Une pastourelle de Marcabru par le groupe italien La Reverdie
Une poésie lyrique, satirique et morale
« Marcabru, fils de dame Brune, fut engendré sous une étoile telle qu’il sait comme Amour se déroule, écoutez car jamais il n’aima nulle femme, et d’aucune ne fut aimé. » Le chant de Marcabru.
Avec sa poésie satirique et morale, son langage quelquefois « vert », avec encore ses critiques du « fin ‘amor », cet amour courtois qu’affectionneront tant d’autres poètes et chanteurs occitans après lui, Marcabru n’apparaît pas comme l’archétype du troubadour, mais plutôt comme un être en marge. Poète de cour, chassé lit-on, par endroits, pour avoir convoité la dame d’un seigneur, il serait passé de la cour du Duc d’Aquitaine à celle de Castille et aurait vécu nombre d’années en Espagne. Au vue de la morale qu’il défend et de sa misanthropie qu’on a quelquefois pris pour de la misogynie tant il s’en prend aux femmes légères et volages, cela paraît un peu étonnant. Luxure, prostitution, infidélités, adultères multiples, entre les lignes de sa satire qui ne s’en tient pas qu’aux moeurs de son temps qu’il juge dépravés, mais s’aventure aussi sur des terrains plus politiques, sa poésie prendra souvent un tour moral, mais on y retrouvera également de belles envolées lyriques et bucoliques avec de nombreux vers chantant la nature, ses animaux et ses saisons.
(Ci-contre La bergère William Bouguereau, XIXe siècle.)
Pour le reste, ce troubadour occitan des débuts du XIIe siècle demeure l’auteur de la plus ancienne pastourelle connue, ce genre dont nous avons déjà parlé ici et qui met en scène une bergère mignonnette qu’un noble seigneur ou chevalier tente en vain de séduire ou même pire force dans certains cas, quand cette dernière ne se laisse pas tourner la tête par la condition sociale, ni les richesses de ce passant aux mauvaises manières quand elles ne sont pas détestables ou exécrables.
Ajoutons enfin qu’on trouve aussi dans la poésie de Marcabru des mentions faites du Roi Arthur de Bretagne et de ses chevaliers ce qui en fait encore l’un des premiers troubadours à avoir abordé le sujet des légendes arthuriennes dans ses chansons.
Les interprètes du jour : « La reverdie »

■ DONNÉES AFFICHÉES:
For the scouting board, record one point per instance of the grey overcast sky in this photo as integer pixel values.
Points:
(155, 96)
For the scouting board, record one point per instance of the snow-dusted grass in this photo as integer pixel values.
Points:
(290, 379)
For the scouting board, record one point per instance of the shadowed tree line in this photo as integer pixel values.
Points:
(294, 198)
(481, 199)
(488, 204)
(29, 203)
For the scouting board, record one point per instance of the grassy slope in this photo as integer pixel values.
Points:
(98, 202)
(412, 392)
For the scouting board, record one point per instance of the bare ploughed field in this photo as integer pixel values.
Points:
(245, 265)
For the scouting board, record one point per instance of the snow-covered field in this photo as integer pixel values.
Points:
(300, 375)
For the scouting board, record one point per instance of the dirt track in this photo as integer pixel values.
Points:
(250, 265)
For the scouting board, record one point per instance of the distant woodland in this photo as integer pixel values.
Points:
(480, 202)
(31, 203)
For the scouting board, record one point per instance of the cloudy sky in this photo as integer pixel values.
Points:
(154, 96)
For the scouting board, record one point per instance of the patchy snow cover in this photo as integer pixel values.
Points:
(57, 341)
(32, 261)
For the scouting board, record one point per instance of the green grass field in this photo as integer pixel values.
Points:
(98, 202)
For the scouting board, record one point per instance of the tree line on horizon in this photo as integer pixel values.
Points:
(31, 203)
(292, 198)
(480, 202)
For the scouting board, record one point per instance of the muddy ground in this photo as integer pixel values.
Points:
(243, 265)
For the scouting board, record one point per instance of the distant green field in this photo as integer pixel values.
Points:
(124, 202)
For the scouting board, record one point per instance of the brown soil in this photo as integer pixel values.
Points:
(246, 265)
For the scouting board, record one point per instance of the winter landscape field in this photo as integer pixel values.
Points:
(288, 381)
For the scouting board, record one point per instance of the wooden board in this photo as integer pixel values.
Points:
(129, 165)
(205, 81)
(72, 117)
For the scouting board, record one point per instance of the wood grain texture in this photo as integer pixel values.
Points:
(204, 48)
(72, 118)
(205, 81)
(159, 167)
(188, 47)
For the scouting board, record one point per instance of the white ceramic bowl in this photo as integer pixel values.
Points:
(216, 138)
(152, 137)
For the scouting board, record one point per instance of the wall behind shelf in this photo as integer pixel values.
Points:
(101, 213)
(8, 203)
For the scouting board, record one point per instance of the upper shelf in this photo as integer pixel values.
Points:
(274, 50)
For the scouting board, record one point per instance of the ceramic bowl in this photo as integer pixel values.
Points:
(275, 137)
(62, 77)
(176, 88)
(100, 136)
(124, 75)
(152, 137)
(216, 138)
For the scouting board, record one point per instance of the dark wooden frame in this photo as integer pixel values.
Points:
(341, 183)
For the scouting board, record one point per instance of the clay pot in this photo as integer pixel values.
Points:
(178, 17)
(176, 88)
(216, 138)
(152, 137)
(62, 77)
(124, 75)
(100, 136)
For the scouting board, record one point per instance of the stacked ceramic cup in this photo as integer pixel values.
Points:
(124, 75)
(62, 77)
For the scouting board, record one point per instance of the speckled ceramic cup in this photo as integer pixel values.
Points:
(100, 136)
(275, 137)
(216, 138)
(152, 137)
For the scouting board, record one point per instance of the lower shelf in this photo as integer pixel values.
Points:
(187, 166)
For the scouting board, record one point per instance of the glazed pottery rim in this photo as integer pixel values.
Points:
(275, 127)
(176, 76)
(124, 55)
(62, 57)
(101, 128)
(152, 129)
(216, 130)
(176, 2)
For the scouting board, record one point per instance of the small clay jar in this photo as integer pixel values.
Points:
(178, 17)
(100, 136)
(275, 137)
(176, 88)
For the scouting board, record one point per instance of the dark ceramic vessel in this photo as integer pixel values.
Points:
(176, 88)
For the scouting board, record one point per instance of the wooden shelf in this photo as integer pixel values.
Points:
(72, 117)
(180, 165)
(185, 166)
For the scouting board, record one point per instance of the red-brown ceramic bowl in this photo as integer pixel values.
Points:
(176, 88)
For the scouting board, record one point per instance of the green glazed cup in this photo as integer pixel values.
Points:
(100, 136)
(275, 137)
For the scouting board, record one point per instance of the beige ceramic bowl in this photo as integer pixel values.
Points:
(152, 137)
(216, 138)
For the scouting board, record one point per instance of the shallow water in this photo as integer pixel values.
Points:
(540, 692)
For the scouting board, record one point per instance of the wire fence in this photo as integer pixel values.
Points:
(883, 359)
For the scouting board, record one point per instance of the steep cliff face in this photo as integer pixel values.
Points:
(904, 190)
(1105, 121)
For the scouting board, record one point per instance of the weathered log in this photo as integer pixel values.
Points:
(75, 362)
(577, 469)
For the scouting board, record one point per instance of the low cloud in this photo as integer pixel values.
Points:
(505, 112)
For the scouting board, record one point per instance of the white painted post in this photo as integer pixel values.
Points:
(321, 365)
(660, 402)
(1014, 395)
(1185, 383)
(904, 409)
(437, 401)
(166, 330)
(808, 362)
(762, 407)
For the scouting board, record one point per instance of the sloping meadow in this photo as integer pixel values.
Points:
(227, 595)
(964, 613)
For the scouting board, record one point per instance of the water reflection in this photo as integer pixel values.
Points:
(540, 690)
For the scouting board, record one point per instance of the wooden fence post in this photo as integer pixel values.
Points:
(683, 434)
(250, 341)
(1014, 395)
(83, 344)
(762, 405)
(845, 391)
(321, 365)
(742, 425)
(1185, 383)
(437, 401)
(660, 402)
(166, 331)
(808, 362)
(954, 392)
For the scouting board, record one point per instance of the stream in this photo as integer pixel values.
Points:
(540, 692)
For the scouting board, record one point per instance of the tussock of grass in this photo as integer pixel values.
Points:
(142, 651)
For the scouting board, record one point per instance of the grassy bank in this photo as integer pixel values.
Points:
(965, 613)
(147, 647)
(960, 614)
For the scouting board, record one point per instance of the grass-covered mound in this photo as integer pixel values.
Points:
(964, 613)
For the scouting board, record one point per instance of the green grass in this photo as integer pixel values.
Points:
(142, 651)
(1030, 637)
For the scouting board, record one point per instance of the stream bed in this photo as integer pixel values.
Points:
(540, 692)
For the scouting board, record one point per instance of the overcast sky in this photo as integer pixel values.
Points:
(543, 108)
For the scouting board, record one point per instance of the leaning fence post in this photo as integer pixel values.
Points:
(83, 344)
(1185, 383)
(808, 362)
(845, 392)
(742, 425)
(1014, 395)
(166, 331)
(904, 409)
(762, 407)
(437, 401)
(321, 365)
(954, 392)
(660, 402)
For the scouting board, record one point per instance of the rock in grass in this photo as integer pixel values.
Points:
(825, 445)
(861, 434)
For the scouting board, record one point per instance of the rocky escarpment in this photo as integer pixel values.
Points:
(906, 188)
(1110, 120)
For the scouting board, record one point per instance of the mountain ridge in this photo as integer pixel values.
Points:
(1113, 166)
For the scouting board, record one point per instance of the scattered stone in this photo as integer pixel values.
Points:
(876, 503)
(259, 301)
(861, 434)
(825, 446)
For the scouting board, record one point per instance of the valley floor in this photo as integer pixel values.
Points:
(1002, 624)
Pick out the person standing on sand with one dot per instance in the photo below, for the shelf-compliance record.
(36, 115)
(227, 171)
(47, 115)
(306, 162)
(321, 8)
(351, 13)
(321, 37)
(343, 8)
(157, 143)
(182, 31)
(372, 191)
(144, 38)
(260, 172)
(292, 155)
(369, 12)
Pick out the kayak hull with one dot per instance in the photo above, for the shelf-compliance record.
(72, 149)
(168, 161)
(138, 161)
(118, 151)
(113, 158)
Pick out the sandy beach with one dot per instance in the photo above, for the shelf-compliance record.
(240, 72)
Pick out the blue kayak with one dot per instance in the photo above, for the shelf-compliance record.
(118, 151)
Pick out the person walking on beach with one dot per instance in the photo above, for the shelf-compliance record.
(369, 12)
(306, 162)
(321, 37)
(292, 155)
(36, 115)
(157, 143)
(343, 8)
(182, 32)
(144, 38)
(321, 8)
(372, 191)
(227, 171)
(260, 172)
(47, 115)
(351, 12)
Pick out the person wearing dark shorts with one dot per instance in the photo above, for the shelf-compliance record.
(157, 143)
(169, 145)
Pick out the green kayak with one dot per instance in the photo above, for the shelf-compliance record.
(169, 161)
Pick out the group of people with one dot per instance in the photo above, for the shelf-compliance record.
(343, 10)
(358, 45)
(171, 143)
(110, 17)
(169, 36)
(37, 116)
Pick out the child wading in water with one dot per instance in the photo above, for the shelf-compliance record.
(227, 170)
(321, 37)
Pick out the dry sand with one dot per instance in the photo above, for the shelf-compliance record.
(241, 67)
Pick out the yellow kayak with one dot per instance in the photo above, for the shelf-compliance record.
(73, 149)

■ TRAVAIL À FAIRE:
1. Résumez en deux phrases le texte sur Marcabru.
2. Répondez aux questions suivantes à partir du texte sur Marcabru, en reprenant les mêmes lettres.
(a) De quelle cour Marcabru serait-il passé à celle de Castille ?
(b) Qui tente en vain de séduire la bergère dans une pastourelle ?
(c) Quel roi est mentionné dans la poésie de Marcabru ?

■ CORRIGÉ:
1. Troubadour occitan des débuts du XIIe siècle, Marcabru apparaît comme un être en marge : sa poésie satirique et morale critique l'amour courtois et s'en prend aux mœurs de son temps qu'il juge dépravées, tout en offrant de belles envolées lyriques sur la nature. Il est l'auteur de la plus ancienne pastourelle connue et l'un des premiers troubadours à avoir abordé les légendes arthuriennes dans ses chansons.

2.
(a) De la cour du Duc d'Aquitaine.
(b) Un noble seigneur ou chevalier.
(c) Le Roi Arthur de Bretagne.